EXCERPTED RECORDS
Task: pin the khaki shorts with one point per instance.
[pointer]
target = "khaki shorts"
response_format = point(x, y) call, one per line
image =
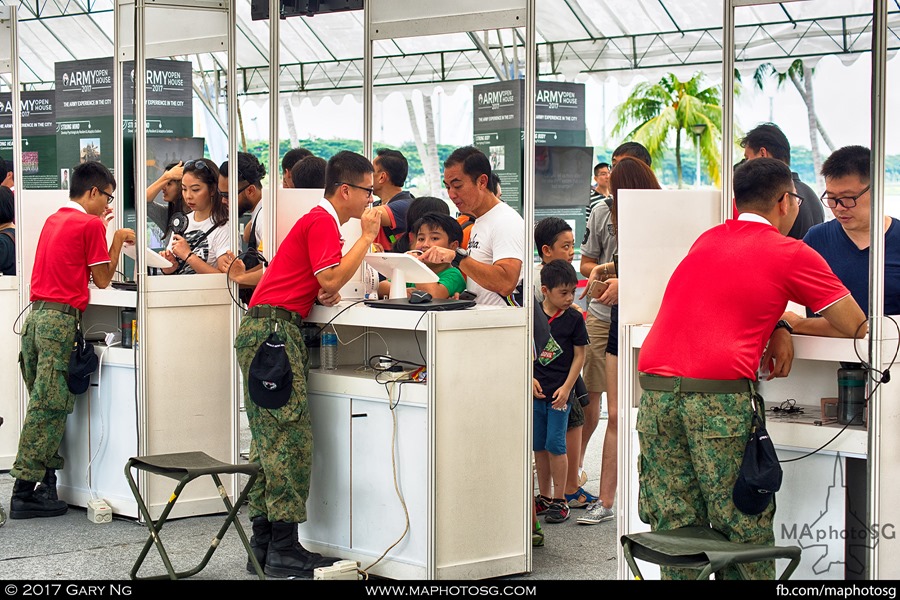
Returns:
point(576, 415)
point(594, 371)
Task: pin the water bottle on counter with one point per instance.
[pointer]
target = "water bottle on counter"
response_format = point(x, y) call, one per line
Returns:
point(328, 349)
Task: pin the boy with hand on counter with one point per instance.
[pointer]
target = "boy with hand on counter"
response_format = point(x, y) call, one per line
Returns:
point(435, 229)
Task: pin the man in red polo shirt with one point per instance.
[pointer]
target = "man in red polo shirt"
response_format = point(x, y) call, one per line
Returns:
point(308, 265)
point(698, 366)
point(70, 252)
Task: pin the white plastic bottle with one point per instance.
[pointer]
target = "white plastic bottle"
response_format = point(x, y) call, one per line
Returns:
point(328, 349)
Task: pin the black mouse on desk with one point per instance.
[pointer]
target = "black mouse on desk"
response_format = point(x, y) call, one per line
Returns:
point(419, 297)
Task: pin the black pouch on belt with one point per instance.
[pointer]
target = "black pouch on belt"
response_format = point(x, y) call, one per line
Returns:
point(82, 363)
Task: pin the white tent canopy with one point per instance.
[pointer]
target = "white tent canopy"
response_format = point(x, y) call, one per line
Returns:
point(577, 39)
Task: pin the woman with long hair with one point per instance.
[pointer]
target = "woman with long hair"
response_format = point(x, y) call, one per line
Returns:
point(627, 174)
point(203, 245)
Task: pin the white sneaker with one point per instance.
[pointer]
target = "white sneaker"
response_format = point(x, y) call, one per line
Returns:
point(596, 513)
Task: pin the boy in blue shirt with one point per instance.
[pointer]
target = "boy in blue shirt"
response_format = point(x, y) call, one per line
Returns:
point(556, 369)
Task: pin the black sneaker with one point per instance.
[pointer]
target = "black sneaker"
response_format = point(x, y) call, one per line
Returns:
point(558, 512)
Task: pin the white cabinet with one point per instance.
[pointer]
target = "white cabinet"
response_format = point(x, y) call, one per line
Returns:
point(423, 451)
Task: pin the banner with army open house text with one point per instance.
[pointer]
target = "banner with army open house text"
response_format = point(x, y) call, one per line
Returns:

TASK DIRECTIONS
Return each entry exactly as given. Leave the images out.

TASK RESULT
Task: pin the khaki shorts with one point per instance.
[pointer]
target = "khaki shorts"
response_format = point(x, y) call, one per line
image =
Returns:
point(576, 415)
point(594, 371)
Task: pin the water bottle on counter with one point per instance.
[pointer]
target = "water bottle on counter"
response_format = point(x, y) call, one per line
Returns:
point(328, 349)
Task: pin the boy with hand on counter with one point per instance.
[pointer]
target = "boy with hand on counter"
response_format = point(x, y) call, one per line
Returns:
point(435, 229)
Task: pin the man in red polo shirt with one point per instance.
[pointer]
target = "man in red polo shirt"
response_format = point(x, y) call, one per line
Returns:
point(308, 265)
point(698, 366)
point(70, 252)
Task: pin the white plastic bottle with one point per instance.
[pointer]
target = "white plastic bottle"
response_format = point(x, y) call, one per line
Returns:
point(328, 349)
Task: pin the black mouse on desk with one point per instance.
[pointer]
target = "black mouse on desk"
response_format = point(x, y) call, one per line
Returns:
point(419, 297)
Task: pin the black pouch on belt with one point per instance.
[pointer]
target = "black pouch on belt"
response_format = point(x, y) call, one per line
Returns:
point(82, 363)
Task: pin the white tent canopy with one point per instance.
[pointer]
target = "white tent canopy"
response_format = point(x, y) call, one per line
Returns:
point(577, 39)
Task: pin the woman with long hair with one point per instance.
[pointer]
target = "woman with long hair"
response_format = point(x, y) call, one per line
Returns:
point(627, 174)
point(203, 245)
Task: pin the white sneaker with one point per instance.
[pointer]
target = "white sneaker"
response_format = point(x, y) call, one per line
Returns:
point(596, 513)
Task: pin the boy in blue shirt with one point per instance.
[pointer]
target = "boy in blue shirt"
response_format = point(x, y) call, one per line
Returns:
point(556, 369)
Task: pin the black sneaker with one point per instance.
[pointer]
target = "black sneaker"
response_format = point(x, y) call, one per line
Returns:
point(558, 512)
Task: pin the white cabinet with one point per instance.
[pointer]
target = "white cabinet"
response_format = point(x, y) call, one per line
Returns:
point(423, 451)
Task: pin the banner with army open house text with one point per instance.
[pointer]
target = "banner with army open house text"
response_format = point(x, y) call, one per line
Returns:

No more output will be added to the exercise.